▸ **Butir Tugas 1**
Sunting bagian teks tentang paus sirip dari "Dalam studi tersebut, para" sampai "jumlah rebound mereka." dengan mengganti "pembuat film" menjadi "fotografer".
▸ **Butir Tugas 2**
Terjemahkan kalimat dari teks tentang paus sirip berikut ke dalam bahasa Inggris: "Dalam studi tersebut, para peneliti dan pembuat film bersama-sama menyajikan video dan foto kelompok besar hingga 150 paus sirip selatan di tempat makan bersejarah mereka."

▸ **Kutipan Halaman**
= = = = =
Nationalgeographic.co.id—Setelah paus biru, dalam dunia hewan laut, paus sirip adalah paus terbesar di dunia. Sayangnya, manusia telah memburu kedua spesies tersebut hingga mereka hampir punah.
Setelah larangan penangkapan ikan paus komersial pada tahun 1976, stok makhluk yang berumur panjang ini pulih kembali. Seperti yang dilaporkan dalam jurnal Scientific Reports pada 7 Juli 2022 dengan judul Return of large fin whale feeding aggregations to historical whaling grounds in the Southern Ocean.
Dalam studi tersebut, para peneliti dan pembuat film bersama-sama menyajikan video dan foto kelompok besar hingga 150 paus sirip selatan di tempat makan bersejarah mereka. Ini lebih dari yang pernah didokumentasikan sebelumnya menggunakan metode modern. Mengingat peran kunci paus ini dalam daur ulang nutrisi spesies lain di ekosistem Antarktika - seperti krill - juga dapat mengambil manfaat dari jumlah rebound mereka.
= = = = =
▸ **Entri set data**
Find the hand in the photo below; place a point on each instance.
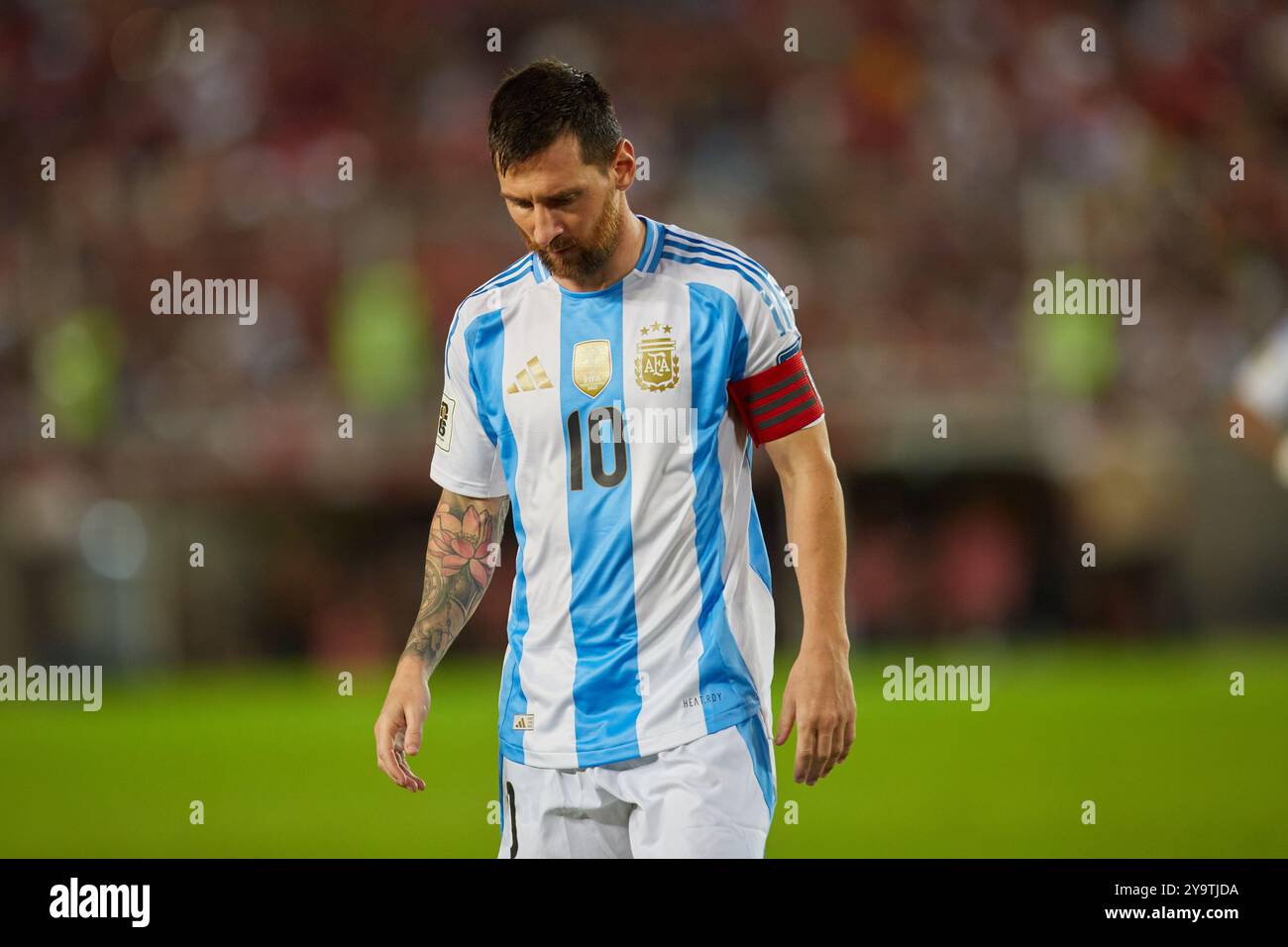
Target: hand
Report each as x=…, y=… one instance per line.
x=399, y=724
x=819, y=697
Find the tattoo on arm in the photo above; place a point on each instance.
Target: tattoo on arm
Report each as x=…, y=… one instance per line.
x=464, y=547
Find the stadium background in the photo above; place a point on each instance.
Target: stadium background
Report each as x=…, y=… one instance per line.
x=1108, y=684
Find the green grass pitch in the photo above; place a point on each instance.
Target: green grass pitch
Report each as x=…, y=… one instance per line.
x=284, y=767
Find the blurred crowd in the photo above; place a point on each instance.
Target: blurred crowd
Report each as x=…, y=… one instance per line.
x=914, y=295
= = = = =
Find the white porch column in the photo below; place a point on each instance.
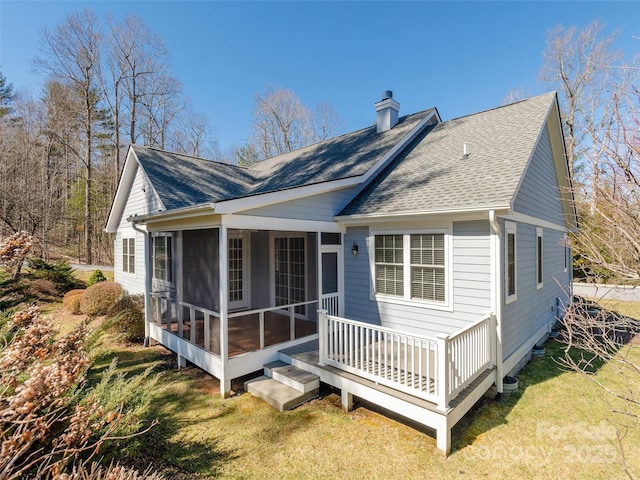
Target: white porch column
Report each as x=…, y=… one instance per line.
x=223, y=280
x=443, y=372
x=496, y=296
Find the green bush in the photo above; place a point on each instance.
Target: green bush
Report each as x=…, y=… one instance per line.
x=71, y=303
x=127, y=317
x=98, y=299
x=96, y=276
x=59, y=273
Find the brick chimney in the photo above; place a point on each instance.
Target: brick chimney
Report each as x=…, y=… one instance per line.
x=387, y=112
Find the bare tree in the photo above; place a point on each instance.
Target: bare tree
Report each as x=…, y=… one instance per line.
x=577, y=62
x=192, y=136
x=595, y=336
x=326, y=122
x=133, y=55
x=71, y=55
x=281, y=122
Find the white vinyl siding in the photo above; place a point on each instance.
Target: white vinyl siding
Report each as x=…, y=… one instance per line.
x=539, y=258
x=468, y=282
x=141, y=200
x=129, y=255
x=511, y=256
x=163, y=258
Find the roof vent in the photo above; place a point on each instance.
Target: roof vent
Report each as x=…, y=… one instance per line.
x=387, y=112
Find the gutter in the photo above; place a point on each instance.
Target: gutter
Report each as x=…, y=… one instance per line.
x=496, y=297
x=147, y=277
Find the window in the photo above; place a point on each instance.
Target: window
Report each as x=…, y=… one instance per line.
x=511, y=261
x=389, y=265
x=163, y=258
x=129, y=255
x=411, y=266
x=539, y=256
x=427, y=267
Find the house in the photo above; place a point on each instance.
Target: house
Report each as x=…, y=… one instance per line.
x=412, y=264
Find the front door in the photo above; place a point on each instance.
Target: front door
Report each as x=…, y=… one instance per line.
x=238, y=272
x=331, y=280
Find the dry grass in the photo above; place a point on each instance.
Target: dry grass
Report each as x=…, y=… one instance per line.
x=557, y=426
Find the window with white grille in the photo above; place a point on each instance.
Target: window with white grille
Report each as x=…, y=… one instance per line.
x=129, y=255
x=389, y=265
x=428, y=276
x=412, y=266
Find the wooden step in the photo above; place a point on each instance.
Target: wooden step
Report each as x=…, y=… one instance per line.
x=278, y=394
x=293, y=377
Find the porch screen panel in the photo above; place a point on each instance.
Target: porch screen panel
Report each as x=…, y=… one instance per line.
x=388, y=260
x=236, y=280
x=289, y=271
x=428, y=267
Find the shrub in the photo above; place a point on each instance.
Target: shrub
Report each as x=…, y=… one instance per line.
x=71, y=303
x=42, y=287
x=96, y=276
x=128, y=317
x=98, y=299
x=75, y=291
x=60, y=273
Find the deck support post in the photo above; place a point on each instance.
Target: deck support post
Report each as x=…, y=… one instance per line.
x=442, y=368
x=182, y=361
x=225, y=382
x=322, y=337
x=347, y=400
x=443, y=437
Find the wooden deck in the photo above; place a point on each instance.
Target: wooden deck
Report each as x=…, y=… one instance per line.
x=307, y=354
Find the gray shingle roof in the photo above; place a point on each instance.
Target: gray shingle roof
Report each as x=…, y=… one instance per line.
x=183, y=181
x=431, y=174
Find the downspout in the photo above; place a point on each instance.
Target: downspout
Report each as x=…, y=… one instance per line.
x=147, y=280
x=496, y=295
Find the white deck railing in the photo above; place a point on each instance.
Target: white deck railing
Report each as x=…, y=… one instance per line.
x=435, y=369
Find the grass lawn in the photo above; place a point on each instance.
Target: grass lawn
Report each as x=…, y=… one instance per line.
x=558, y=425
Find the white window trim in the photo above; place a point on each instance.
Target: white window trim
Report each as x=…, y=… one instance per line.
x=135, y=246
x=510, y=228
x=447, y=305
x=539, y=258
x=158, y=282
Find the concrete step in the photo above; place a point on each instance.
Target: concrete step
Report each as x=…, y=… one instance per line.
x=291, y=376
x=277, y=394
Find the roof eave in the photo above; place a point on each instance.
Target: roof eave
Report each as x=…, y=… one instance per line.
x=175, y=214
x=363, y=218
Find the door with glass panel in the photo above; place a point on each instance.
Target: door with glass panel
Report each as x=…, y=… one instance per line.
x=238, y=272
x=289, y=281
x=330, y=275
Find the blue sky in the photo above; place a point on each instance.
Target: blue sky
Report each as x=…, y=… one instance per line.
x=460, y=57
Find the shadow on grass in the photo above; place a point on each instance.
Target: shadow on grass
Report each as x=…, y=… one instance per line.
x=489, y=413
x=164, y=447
= = = = =
▸ **Kotak Jawaban 1**
Dalam studi tersebut, para peneliti dan fotografer bersama-sama menyajikan video dan foto kelompok besar hingga 150 paus sirip selatan di tempat makan bersejarah mereka. Ini lebih dari yang pernah didokumentasikan sebelumnya menggunakan metode modern. Mengingat peran kunci paus ini dalam daur ulang nutrisi spesies lain di ekosistem Antarktika - seperti krill - juga dapat mengambil manfaat dari jumlah rebound mereka.

▸ **Kotak Jawaban 2**
In the study, researchers and filmmakers together presented videos and photos of large groups of up to 150 southern fin whales at their historical feeding grounds.